What is expected: Copy out the lines below word for word, without the pictures.

Task data:
((

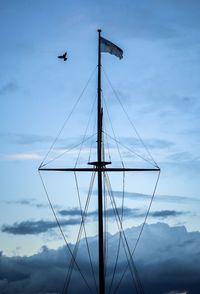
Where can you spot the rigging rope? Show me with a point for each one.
(83, 216)
(89, 119)
(134, 273)
(113, 132)
(126, 113)
(119, 243)
(130, 150)
(62, 233)
(142, 228)
(68, 117)
(68, 150)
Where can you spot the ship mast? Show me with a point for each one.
(100, 168)
(100, 164)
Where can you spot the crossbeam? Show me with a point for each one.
(102, 169)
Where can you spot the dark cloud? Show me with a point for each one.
(36, 227)
(162, 198)
(41, 226)
(164, 259)
(166, 213)
(27, 202)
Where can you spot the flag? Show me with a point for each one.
(107, 46)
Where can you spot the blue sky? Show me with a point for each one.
(157, 81)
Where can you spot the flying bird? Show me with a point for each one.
(64, 56)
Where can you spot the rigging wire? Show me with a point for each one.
(112, 128)
(135, 277)
(86, 129)
(73, 260)
(142, 228)
(68, 150)
(131, 122)
(62, 233)
(130, 150)
(119, 243)
(68, 117)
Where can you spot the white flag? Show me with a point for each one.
(107, 46)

))

Expected answer:
Where can you spot the rigging rope? Show me with a point for each one.
(83, 216)
(89, 119)
(134, 273)
(113, 132)
(126, 113)
(119, 243)
(130, 150)
(62, 233)
(142, 228)
(68, 117)
(68, 150)
Where can you spot the ship mast? Show me with a point for each one.
(100, 168)
(100, 164)
Where can you spot the crossbeam? Show me with a point for each one.
(102, 169)
Where can you spot the dark cloud? Show me with a point for each one.
(36, 227)
(162, 198)
(41, 226)
(164, 259)
(166, 213)
(27, 202)
Where can you spot the flag? Show me with a point for each one.
(107, 46)
Where can you spot the blue sky? Show me with a point for each one.
(157, 81)
Where can you spot the flying bird? Show me with a point for each one.
(64, 56)
Where can you spot the rigging wire? Show me with a point for each one.
(112, 128)
(135, 277)
(86, 129)
(73, 260)
(142, 228)
(68, 150)
(131, 122)
(62, 233)
(130, 150)
(119, 243)
(68, 117)
Where can you spot the white flag? Show me with a point for each one.
(107, 46)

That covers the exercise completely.